═══ Input data ═══

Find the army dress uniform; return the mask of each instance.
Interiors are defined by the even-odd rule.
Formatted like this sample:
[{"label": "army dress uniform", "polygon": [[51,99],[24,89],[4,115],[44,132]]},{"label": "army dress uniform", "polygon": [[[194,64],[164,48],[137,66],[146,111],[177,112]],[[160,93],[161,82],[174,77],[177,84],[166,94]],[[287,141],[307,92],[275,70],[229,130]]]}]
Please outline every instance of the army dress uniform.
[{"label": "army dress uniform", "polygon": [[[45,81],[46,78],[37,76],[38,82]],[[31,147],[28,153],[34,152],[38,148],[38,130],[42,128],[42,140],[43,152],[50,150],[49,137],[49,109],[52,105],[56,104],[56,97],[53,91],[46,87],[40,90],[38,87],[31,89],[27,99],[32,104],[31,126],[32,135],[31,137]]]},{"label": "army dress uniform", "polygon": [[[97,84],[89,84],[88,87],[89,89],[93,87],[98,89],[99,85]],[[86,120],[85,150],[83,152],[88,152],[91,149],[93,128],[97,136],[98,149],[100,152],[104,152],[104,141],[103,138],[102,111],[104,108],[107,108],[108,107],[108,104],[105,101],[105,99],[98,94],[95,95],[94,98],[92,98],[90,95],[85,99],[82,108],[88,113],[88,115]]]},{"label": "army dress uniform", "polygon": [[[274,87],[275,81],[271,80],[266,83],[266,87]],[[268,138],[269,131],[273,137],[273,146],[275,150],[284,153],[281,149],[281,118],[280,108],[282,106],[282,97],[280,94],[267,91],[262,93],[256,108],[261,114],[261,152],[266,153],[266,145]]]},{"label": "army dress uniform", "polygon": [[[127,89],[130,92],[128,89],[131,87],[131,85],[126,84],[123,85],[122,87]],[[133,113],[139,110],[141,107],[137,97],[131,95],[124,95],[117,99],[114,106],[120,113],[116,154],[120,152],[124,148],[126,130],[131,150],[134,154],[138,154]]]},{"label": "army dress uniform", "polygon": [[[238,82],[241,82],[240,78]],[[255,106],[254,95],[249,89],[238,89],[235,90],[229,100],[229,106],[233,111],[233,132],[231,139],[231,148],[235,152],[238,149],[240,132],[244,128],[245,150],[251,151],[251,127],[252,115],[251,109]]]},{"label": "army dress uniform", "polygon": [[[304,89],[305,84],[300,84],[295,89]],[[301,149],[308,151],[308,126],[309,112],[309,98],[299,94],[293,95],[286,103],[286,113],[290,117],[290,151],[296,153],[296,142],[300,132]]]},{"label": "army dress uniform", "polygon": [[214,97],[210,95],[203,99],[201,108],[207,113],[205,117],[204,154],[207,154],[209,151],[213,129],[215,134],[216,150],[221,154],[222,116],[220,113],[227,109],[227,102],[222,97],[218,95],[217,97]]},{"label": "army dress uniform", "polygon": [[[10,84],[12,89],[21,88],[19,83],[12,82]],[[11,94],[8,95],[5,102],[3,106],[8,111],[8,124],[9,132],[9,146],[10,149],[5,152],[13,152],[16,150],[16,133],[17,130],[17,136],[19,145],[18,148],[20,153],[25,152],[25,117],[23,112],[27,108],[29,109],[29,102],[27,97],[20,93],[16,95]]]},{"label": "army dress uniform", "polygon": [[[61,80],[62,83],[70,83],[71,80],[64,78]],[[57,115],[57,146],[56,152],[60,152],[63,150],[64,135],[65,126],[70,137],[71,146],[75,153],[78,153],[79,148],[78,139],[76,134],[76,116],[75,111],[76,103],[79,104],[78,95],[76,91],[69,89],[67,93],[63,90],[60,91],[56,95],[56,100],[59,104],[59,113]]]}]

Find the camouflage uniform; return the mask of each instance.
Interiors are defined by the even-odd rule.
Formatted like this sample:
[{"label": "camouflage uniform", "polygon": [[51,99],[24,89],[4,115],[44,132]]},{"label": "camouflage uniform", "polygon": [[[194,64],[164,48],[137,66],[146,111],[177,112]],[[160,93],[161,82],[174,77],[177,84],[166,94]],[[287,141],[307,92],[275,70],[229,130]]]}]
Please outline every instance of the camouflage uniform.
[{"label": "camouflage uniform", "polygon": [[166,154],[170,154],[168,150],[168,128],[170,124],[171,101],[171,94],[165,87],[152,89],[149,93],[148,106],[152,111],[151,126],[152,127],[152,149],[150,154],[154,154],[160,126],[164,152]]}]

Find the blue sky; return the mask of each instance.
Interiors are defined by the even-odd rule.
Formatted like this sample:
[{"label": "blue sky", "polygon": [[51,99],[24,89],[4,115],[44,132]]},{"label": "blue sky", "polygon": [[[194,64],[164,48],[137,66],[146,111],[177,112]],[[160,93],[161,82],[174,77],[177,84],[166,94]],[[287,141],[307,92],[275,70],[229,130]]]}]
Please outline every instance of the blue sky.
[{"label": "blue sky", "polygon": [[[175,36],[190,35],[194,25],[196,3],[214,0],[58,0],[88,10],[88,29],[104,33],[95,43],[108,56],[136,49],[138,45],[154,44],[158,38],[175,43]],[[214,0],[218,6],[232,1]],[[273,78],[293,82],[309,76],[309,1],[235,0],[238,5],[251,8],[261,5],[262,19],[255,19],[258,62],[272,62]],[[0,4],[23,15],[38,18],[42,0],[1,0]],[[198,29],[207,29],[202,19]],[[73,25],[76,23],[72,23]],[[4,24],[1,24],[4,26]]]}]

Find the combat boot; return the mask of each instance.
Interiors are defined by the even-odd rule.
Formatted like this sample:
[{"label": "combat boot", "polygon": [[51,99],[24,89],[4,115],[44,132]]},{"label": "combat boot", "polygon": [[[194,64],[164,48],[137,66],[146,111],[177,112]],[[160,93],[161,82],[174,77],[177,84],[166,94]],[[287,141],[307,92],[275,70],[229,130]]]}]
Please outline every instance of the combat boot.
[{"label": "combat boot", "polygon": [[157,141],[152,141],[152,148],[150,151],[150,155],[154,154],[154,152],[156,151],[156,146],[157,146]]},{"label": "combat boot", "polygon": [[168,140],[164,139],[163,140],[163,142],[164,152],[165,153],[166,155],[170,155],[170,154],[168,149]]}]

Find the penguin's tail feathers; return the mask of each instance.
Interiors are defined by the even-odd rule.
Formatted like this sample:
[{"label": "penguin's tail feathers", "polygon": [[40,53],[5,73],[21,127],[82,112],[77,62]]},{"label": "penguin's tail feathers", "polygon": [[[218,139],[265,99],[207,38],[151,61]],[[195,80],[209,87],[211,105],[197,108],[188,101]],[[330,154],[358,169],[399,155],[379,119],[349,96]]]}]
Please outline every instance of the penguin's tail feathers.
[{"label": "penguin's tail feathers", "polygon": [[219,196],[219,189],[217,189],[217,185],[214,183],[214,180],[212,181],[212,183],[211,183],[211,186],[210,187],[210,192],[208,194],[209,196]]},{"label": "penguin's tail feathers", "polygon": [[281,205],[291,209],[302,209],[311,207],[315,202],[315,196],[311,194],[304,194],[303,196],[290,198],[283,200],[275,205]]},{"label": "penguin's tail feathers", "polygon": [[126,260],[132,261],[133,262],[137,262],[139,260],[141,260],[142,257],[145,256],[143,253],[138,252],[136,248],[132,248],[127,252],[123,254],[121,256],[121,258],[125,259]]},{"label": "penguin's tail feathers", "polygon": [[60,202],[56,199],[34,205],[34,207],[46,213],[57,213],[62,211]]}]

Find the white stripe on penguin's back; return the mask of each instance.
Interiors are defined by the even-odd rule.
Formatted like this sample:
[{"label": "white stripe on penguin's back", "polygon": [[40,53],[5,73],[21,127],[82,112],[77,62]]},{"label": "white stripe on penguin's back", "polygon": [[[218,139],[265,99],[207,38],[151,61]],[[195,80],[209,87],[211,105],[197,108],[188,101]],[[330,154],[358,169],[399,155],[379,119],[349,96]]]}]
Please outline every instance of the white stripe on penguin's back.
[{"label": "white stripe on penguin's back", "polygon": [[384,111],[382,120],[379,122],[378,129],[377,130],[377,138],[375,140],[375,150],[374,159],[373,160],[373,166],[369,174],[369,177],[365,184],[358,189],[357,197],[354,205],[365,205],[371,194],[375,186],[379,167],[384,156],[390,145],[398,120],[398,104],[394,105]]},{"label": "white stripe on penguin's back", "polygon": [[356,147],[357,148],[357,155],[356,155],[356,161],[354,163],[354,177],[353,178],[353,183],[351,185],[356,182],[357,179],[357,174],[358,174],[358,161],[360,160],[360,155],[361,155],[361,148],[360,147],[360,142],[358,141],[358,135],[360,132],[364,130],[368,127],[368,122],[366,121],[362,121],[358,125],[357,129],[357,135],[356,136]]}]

═══

• Task brief
Please reproduce the records word for word, starting with their first line and going on through the line containing "Please outline every instance of the army".

• Task result
Find the army dress uniform; return the mask of each instance.
Interiors are defined by the even-odd rule.
Formatted like this sample:
[{"label": "army dress uniform", "polygon": [[51,99],[24,89],[4,115],[44,132]]},{"label": "army dress uniform", "polygon": [[[194,64],[164,48],[137,66],[146,111],[177,112]],[[160,93],[161,82],[174,77],[177,84],[166,94]],[[287,141],[307,92],[275,70],[229,130]]]}]
Please outline every instance of the army dress uniform.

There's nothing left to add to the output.